(Natural-language object grounding data)
* * * * * * * * *

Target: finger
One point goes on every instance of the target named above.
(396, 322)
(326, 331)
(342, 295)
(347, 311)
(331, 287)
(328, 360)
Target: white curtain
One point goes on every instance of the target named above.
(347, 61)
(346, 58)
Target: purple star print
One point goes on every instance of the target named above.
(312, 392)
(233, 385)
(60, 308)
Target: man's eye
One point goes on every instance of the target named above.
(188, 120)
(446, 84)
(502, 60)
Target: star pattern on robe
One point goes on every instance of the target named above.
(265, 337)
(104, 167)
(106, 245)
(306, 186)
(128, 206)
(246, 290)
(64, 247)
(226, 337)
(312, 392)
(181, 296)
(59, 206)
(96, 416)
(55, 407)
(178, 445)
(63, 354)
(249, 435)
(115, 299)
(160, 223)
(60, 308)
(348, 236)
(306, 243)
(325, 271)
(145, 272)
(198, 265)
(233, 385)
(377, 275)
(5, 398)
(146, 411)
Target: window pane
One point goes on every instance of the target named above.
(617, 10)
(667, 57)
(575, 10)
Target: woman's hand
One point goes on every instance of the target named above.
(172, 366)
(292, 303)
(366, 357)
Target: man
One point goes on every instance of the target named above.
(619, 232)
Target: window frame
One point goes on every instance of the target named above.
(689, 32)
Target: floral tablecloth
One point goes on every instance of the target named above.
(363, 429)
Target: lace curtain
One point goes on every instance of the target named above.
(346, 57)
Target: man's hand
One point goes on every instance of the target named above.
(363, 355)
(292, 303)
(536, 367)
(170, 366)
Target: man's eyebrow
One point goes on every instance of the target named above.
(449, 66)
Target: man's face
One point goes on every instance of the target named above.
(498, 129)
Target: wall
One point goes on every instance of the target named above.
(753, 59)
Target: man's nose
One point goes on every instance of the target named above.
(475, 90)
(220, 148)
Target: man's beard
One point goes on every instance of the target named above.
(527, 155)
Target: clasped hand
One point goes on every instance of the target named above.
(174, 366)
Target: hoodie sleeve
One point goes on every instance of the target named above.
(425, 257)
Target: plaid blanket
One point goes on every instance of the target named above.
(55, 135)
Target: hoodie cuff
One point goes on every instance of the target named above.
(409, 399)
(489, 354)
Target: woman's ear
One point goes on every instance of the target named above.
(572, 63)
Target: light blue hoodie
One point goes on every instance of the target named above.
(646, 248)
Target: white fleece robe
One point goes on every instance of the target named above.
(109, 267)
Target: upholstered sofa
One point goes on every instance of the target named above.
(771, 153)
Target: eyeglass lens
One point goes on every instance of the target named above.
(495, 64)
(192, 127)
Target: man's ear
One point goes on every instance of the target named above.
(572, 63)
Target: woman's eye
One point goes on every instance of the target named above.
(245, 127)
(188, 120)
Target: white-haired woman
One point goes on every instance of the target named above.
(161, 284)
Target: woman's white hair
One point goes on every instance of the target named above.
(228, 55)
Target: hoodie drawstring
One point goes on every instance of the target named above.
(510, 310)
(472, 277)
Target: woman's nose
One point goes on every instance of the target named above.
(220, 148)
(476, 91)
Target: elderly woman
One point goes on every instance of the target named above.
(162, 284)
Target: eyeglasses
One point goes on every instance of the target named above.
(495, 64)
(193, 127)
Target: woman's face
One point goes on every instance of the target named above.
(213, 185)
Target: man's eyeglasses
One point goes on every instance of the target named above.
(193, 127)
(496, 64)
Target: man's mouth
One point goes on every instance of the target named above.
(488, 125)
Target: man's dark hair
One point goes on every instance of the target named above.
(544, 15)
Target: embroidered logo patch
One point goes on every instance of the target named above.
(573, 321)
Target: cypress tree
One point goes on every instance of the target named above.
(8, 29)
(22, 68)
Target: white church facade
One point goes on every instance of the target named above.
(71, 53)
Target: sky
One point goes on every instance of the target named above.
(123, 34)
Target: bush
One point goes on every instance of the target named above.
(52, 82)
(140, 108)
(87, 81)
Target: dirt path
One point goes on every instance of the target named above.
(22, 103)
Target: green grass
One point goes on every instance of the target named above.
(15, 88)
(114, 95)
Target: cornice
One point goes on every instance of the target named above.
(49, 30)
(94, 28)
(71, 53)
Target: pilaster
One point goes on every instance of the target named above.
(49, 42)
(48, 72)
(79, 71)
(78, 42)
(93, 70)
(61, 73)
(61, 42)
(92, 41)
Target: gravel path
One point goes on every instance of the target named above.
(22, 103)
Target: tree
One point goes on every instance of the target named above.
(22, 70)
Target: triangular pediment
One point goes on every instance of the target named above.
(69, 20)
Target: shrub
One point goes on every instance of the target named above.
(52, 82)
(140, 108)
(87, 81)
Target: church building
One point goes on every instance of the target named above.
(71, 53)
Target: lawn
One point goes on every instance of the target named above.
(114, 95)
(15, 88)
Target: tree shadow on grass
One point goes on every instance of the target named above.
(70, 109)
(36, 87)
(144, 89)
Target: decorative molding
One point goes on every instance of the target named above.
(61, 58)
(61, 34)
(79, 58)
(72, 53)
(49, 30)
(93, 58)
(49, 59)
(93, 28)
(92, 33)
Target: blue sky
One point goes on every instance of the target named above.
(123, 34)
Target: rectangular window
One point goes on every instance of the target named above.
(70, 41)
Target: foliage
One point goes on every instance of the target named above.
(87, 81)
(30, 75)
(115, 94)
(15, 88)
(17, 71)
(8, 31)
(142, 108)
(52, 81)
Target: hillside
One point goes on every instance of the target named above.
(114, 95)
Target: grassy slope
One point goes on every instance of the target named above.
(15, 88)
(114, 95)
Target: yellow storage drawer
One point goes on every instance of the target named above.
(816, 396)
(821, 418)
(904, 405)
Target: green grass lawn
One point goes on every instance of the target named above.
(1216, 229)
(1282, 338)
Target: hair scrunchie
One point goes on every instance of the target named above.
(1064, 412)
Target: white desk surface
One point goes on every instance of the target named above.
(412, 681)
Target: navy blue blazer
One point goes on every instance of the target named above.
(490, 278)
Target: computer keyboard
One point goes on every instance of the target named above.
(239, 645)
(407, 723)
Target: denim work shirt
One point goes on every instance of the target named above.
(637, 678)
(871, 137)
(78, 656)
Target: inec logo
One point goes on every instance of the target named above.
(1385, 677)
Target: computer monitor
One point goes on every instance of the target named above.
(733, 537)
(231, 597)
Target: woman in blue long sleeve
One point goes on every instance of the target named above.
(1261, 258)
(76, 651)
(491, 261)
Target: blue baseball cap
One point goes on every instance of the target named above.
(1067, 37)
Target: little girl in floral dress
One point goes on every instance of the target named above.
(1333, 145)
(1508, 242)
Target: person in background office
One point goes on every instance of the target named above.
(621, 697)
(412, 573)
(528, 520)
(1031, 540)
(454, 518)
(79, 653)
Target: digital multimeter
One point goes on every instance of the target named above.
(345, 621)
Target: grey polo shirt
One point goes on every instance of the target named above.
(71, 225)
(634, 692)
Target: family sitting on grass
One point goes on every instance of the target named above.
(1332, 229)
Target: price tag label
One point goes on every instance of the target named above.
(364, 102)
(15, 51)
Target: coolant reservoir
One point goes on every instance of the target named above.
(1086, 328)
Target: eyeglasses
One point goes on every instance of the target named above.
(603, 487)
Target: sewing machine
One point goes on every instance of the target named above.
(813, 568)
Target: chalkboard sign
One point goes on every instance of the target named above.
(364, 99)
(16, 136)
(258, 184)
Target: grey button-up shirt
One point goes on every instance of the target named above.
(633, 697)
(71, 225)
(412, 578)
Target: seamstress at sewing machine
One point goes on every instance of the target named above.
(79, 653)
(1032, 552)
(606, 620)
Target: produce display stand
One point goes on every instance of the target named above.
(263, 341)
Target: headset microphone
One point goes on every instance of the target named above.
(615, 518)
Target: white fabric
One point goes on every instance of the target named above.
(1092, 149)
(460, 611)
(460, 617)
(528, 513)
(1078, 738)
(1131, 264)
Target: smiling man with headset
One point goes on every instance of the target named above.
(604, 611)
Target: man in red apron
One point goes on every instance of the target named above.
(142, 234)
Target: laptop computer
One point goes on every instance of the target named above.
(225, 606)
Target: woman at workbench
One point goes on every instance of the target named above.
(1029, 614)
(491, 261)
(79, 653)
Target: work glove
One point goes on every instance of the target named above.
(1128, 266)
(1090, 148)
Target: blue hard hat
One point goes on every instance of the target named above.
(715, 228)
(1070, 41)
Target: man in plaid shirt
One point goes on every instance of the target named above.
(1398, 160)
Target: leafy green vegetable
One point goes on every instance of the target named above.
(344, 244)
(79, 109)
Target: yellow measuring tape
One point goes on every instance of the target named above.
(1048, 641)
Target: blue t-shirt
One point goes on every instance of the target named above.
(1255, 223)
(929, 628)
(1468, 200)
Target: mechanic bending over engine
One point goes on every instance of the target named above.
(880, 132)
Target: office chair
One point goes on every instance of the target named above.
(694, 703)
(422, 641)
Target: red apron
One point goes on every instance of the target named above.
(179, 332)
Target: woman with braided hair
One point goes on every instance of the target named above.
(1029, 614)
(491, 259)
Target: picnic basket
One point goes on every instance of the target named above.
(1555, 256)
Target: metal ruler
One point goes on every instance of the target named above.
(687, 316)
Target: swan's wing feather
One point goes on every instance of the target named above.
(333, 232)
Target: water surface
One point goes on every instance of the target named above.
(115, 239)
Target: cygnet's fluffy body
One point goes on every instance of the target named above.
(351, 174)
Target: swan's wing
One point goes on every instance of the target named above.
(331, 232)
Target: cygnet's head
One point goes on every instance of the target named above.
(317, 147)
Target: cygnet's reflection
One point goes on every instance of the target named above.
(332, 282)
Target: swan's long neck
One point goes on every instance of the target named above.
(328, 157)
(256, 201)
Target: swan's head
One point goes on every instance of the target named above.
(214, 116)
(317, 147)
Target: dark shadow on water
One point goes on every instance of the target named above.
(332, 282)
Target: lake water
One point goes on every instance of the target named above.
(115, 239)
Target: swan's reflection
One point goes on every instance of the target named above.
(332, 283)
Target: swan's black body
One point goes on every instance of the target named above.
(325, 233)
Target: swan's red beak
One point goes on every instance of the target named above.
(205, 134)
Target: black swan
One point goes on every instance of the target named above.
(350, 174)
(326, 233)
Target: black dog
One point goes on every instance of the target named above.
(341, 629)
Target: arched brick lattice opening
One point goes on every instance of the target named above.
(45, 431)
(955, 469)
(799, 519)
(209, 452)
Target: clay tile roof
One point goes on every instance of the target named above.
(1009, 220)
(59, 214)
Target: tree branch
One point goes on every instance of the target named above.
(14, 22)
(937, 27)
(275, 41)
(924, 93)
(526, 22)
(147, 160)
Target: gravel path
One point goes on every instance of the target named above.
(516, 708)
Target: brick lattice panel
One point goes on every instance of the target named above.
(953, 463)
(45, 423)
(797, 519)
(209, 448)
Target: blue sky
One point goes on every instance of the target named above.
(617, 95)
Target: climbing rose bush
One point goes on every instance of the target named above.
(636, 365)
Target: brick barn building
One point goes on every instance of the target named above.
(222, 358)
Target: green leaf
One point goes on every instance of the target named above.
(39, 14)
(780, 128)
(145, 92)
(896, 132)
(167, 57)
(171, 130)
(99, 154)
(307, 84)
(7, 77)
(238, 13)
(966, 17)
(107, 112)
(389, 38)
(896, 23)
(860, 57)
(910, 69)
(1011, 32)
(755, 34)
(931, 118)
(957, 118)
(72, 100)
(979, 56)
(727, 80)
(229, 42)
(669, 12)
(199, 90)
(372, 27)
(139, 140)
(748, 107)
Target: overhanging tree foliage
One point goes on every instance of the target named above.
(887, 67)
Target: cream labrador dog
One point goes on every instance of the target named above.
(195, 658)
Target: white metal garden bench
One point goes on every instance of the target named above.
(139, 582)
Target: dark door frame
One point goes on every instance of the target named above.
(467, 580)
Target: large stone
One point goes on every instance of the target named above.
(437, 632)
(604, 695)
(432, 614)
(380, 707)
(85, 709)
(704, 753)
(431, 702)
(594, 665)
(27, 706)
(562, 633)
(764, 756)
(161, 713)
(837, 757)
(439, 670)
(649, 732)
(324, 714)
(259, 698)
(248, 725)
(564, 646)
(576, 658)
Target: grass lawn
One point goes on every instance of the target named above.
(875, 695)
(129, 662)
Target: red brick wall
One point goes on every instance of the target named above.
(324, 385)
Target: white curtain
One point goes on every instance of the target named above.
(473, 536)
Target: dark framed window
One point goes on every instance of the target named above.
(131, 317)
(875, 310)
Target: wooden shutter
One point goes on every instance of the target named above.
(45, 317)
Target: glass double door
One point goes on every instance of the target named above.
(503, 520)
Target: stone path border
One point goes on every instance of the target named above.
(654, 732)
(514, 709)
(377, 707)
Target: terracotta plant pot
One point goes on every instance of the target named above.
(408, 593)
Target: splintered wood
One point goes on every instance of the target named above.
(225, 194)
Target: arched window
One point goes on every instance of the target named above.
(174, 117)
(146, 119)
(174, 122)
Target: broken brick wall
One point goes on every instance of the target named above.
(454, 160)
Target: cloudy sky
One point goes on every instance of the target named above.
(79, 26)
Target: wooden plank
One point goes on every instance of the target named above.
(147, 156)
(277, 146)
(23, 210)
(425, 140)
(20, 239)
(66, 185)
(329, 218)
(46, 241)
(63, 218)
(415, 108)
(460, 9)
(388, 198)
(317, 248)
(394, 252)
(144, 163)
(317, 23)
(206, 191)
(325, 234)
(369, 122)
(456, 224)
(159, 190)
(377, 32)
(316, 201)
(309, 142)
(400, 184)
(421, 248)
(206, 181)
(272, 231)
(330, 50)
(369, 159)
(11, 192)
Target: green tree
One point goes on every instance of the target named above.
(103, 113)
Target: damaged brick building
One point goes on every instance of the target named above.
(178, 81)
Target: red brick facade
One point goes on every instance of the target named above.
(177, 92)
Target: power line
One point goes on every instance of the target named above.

* * * * * * * * *

PROBLEM REQUIREMENTS » Reproduce, word for word and in full, only the lines above that start at the line with "Target: man's face" and run through the line with "Target: hoodie cuff", both ends included.

REPLY »
Target: man's face
One point goes on every instance of the target named above.
(498, 129)
Target: wall
One point goes on every instance of the target named above.
(753, 59)
Target: man's nose
One point goes on every instance of the target named above.
(475, 90)
(220, 148)
Target: man's beard
One point goes on every instance of the target named above.
(527, 155)
Target: clasped hand
One point goes on every instance of the target named above.
(174, 366)
Target: hoodie sleeve
One point goes on every instance of the target named above.
(425, 257)
Target: plaid blanket
One point goes on every instance of the target named above.
(55, 135)
Target: hoodie cuff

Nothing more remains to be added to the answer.